The problem: Copy the line with "Target: green jersey with black sleeve" and all lines following it through the last line of the entries, exactly as written.

Available records:
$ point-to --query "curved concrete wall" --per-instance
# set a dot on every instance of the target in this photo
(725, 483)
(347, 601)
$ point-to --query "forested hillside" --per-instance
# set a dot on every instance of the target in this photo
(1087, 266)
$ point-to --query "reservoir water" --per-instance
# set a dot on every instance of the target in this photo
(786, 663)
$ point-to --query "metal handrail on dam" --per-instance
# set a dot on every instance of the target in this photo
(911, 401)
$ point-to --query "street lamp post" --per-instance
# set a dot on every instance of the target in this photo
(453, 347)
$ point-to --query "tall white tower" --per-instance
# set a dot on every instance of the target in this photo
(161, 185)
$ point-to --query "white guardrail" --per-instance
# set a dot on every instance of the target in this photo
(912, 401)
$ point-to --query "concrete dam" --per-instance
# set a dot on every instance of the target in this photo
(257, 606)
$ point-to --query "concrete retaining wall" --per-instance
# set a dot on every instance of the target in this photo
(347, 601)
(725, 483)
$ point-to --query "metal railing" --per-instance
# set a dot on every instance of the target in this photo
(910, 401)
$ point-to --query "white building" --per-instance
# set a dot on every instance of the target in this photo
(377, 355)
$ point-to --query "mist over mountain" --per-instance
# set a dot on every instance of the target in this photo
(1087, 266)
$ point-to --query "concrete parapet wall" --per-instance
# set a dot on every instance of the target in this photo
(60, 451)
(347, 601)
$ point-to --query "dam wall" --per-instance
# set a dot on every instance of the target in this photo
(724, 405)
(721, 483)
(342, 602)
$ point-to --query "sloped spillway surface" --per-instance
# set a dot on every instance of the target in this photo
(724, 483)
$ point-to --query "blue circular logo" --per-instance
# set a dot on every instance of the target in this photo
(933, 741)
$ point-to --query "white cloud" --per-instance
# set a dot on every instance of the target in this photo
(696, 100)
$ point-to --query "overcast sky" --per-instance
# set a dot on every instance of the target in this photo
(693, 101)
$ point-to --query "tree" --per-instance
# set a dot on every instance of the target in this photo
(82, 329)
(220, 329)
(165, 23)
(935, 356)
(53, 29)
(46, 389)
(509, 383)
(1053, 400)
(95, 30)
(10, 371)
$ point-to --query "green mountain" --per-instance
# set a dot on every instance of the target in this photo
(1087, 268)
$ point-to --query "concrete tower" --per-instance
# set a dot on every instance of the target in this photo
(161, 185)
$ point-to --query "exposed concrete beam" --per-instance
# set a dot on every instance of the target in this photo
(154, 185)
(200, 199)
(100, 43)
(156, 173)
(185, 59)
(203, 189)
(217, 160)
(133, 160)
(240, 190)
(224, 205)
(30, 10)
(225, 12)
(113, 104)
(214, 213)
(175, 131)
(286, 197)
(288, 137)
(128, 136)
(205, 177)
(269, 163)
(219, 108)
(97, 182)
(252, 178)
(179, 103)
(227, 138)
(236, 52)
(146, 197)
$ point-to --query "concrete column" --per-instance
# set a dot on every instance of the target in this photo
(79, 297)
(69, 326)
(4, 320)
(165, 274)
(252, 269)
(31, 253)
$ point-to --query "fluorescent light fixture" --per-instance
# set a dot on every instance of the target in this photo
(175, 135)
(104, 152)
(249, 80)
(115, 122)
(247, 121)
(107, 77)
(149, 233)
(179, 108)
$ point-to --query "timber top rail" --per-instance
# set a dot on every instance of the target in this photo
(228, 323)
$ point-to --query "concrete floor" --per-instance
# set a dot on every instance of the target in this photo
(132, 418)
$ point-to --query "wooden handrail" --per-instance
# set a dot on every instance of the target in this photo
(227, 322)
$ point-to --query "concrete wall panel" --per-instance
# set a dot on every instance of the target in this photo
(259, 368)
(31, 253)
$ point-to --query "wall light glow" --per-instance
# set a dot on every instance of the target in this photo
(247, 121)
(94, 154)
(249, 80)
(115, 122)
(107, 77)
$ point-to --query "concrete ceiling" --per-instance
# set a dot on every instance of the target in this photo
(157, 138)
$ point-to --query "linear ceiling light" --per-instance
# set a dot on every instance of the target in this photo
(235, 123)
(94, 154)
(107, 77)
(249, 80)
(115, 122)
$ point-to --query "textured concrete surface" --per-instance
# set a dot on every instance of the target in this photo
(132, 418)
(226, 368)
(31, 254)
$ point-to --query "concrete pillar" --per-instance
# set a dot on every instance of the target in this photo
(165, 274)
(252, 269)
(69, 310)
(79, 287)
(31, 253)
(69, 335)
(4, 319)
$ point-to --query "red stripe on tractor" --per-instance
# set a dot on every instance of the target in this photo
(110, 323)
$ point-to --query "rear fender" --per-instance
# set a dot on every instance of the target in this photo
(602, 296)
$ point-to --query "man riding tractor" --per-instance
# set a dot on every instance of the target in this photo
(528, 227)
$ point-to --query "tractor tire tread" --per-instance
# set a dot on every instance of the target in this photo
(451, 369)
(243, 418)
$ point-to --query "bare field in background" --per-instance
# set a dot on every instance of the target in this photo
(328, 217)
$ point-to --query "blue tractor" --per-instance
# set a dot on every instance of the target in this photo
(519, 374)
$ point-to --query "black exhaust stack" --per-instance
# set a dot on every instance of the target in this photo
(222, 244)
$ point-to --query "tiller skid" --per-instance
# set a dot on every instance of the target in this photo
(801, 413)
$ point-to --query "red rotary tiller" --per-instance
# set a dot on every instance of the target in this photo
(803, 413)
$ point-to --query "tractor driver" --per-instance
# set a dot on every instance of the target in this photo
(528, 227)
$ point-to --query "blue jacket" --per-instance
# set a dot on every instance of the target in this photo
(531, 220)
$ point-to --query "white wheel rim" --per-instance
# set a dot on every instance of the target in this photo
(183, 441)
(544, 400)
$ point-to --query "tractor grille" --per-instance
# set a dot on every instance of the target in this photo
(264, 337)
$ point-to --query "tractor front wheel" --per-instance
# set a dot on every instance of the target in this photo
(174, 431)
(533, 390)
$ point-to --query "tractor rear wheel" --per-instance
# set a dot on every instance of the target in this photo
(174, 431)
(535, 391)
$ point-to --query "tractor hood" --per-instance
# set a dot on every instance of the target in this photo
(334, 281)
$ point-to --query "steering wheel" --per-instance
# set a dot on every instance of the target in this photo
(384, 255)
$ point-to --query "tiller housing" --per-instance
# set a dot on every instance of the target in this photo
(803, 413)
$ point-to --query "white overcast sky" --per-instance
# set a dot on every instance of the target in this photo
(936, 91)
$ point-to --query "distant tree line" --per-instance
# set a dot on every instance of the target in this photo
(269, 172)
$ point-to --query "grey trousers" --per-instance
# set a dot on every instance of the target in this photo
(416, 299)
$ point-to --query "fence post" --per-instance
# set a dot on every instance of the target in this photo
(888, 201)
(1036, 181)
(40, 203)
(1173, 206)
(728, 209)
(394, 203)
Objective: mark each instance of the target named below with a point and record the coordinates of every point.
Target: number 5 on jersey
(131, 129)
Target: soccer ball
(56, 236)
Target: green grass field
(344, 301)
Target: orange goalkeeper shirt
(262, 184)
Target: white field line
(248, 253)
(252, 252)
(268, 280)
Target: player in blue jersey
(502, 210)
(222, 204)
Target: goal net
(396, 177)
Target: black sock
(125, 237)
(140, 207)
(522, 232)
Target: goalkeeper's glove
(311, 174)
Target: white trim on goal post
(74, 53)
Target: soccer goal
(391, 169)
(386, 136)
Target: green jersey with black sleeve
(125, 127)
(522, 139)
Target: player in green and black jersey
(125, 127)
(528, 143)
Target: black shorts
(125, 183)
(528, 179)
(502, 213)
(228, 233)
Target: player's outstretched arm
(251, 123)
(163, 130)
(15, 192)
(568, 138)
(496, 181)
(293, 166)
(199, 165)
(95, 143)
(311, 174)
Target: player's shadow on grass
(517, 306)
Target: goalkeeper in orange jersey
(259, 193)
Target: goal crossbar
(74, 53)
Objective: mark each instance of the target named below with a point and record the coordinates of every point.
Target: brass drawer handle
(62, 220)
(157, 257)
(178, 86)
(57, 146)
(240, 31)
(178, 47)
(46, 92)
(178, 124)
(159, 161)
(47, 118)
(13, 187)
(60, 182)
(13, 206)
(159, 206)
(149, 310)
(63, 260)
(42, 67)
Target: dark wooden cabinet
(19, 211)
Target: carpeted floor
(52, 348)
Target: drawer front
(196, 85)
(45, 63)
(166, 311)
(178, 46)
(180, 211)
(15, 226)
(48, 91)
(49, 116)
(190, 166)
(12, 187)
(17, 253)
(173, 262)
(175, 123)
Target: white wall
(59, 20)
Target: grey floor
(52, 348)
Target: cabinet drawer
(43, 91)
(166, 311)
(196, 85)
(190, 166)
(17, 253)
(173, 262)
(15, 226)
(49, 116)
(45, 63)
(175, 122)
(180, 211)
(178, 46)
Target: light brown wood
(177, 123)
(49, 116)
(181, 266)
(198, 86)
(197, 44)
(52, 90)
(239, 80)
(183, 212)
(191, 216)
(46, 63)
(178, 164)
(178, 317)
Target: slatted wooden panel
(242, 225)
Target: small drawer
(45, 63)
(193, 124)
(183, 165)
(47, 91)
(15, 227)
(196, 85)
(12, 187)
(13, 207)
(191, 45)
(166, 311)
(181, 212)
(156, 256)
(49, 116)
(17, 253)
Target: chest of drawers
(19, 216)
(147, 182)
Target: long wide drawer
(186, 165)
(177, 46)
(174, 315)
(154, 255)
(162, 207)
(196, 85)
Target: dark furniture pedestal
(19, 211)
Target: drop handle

Exercise response:
Target: green jersey with black sleeve
(125, 127)
(522, 139)
Target: player in green and black jersey
(125, 127)
(528, 143)
Target: black shorts
(125, 183)
(528, 179)
(502, 213)
(228, 233)
Target: player's outstretched arm
(251, 123)
(163, 130)
(15, 192)
(568, 138)
(496, 181)
(293, 166)
(199, 165)
(95, 143)
(311, 174)
Target: player's shadow on grass
(517, 306)
Target: goalkeeper in orange jersey
(259, 193)
Target: goal crossbar
(74, 53)
Objective: mark each instance of the target named below with a point and record the coordinates of every point.
Target: brass drawer handle
(62, 220)
(157, 257)
(178, 86)
(57, 146)
(240, 31)
(178, 47)
(46, 92)
(178, 124)
(159, 161)
(47, 118)
(13, 187)
(60, 182)
(13, 206)
(159, 206)
(149, 310)
(63, 260)
(42, 67)
Target: dark wooden cabinet
(19, 211)
Target: carpeted floor
(52, 348)
Target: drawer front
(196, 85)
(45, 63)
(166, 311)
(178, 46)
(180, 211)
(15, 226)
(48, 91)
(49, 116)
(190, 166)
(12, 187)
(17, 253)
(173, 262)
(175, 123)
Target: white wall
(59, 20)
Target: grey floor
(52, 348)
Target: cabinet drawer
(43, 91)
(166, 311)
(196, 85)
(190, 166)
(17, 253)
(173, 262)
(15, 226)
(49, 116)
(45, 63)
(175, 122)
(180, 211)
(178, 46)
Target: light brown wood
(177, 123)
(49, 116)
(181, 266)
(198, 86)
(197, 44)
(52, 90)
(239, 80)
(183, 212)
(191, 216)
(46, 63)
(178, 164)
(178, 317)
Target: slatted wooden panel
(242, 225)
Target: small drawer
(45, 63)
(193, 124)
(183, 165)
(47, 91)
(15, 227)
(196, 85)
(12, 187)
(13, 207)
(191, 45)
(166, 311)
(181, 212)
(156, 256)
(49, 116)
(17, 253)
Target: chest of drawers
(19, 216)
(147, 182)
Target: long wide drawer
(186, 165)
(177, 46)
(174, 315)
(154, 255)
(162, 207)
(196, 85)
Target: dark furniture pedestal
(19, 211)
Target: drop handle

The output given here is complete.